:: Passage provided ::

BEIDLEMAN: Actually,… Andy Harris [was a guide], and the other [was] a client, Jon Krakauer.
BOUKREEV: Yeah, but strong climbers, I think.
BEIDLEMAN: Yes….
BOUKREEV: And after Hillary Step is one also little steep place, but with crampon, with ice ax, not so difficult. Our ropes is finished. We go to summit and….
BEIDLEMAN: Actually, from there, Anatoli, I stopped and got the rope from Jon Krakauer, because I wanted to fix that section because of the wind…. Andy and Jon asked if they could go around me because their oxygen was low. I said, “Fine.” I uncoiled the rope. It was very long, maybe a hundred meters. Martin was below me. I asked Martin if he would help me pay out the rope and tie the end to [an] anchor, which he did. I started up. I made it maybe twenty or thirty feet, until the rope caught in the rocks. I had to come back a little bit and wait. Martin finally helped me untangle the rope from the rock. I continued up to a snow stake, tied off the rope. There, the remaining forty or fifty meters, I walked up further to fix. I didn’t find another anchor. We didn’t have anchors with us because we thought that the Sherpas would…. I got to the end of the rope and I didn’t want to leave my ice ax because it was still steep and I wanted to [be able to] self-arrest. I threw the end of the rope off, the remaining forty meters, into Tibet so no one would grab the rope and think it was fixed…. And then I continued up to the summit and arrived there about 1:25 to 1:30.
Twelve minutes into the video Tracy posted on September 4, 2024, titled, “South Summit on the Ascent,” he makes more false statements about what happened after I gave my coil of rope to Beidleman. After pointing out that Boukreev was climbing without oxygen, and Beidleman wasn’t waiting on the Sherpas to bring up his third bottle because he had already received a third bottle, Tracy says:
Thus Boukreev and Beidleman could have headed out at any time to go fix the ropes. So why didn’t they do this until noon? Simple: Because they are not stupid. None of their clients had oxygen to continue the climb. Had they fixed the rope, there were only two people who were willing to run out of oxygen above the Hillary Step and thus climb up it: Harris and Krakauer. As Mountain Madness guides did not wish to fix the ropes so that Adventure Consultants climbers could beat them to the summit, they waited until their own clients had the oxygen brought up and then fixed the ropes so that the mountain Madness clients could use it.

:::

▶ **Task prompt**
Copy out the passage on fixing the rope above the Hillary Step word for word, from its first line to its last.

:: Data block ::

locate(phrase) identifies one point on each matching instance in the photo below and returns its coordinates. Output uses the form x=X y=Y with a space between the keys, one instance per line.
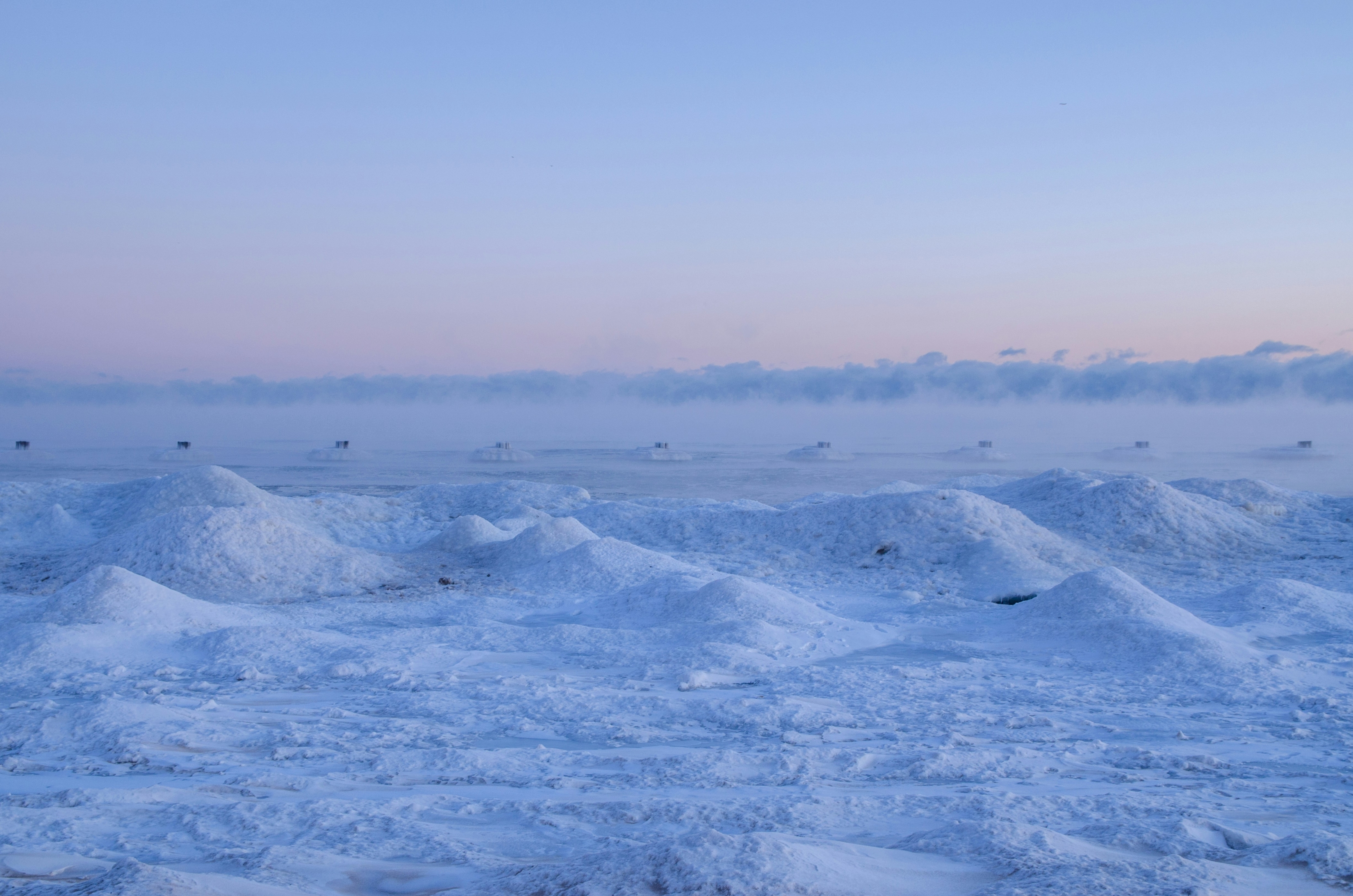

:::

▶ **Correct result**
BEIDLEMAN: Actually,… Andy Harris [was a guide], and the other [was] a client, Jon Krakauer.
BOUKREEV: Yeah, but strong climbers, I think.
BEIDLEMAN: Yes….
BOUKREEV: And after Hillary Step is one also little steep place, but with crampon, with ice ax, not so difficult. Our ropes is finished. We go to summit and….
BEIDLEMAN: Actually, from there, Anatoli, I stopped and got the rope from Jon Krakauer, because I wanted to fix that section because of the wind…. Andy and Jon asked if they could go around me because their oxygen was low. I said, “Fine.” I uncoiled the rope. It was very long, maybe a hundred meters. Martin was below me. I asked Martin if he would help me pay out the rope and tie the end to [an] anchor, which he did. I started up. I made it maybe twenty or thirty feet, until the rope caught in the rocks. I had to come back a little bit and wait. Martin finally helped me untangle the rope from the rock. I continued up to a snow stake, tied off the rope. There, the remaining forty or fifty meters, I walked up further to fix. I didn’t find another anchor. We didn’t have anchors with us because we thought that the Sherpas would…. I got to the end of the rope and I didn’t want to leave my ice ax because it was still steep and I wanted to [be able to] self-arrest. I threw the end of the rope off, the remaining forty meters, into Tibet so no one would grab the rope and think it was fixed…. And then I continued up to the summit and arrived there about 1:25 to 1:30.
Twelve minutes into the video Tracy posted on September 4, 2024, titled, “South Summit on the Ascent,” he makes more false statements about what happened after I gave my coil of rope to Beidleman. After pointing out that Boukreev was climbing without oxygen, and Beidleman wasn’t waiting on the Sherpas to bring up his third bottle because he had already received a third bottle, Tracy says:
Thus Boukreev and Beidleman could have headed out at any time to go fix the ropes. So why didn’t they do this until noon? Simple: Because they are not stupid. None of their clients had oxygen to continue the climb. Had they fixed the rope, there were only two people who were willing to run out of oxygen above the Hillary Step and thus climb up it: Harris and Krakauer. As Mountain Madness guides did not wish to fix the ropes so that Adventure Consultants climbers could beat them to the summit, they waited until their own clients had the oxygen brought up and then fixed the ropes so that the mountain Madness clients could use it.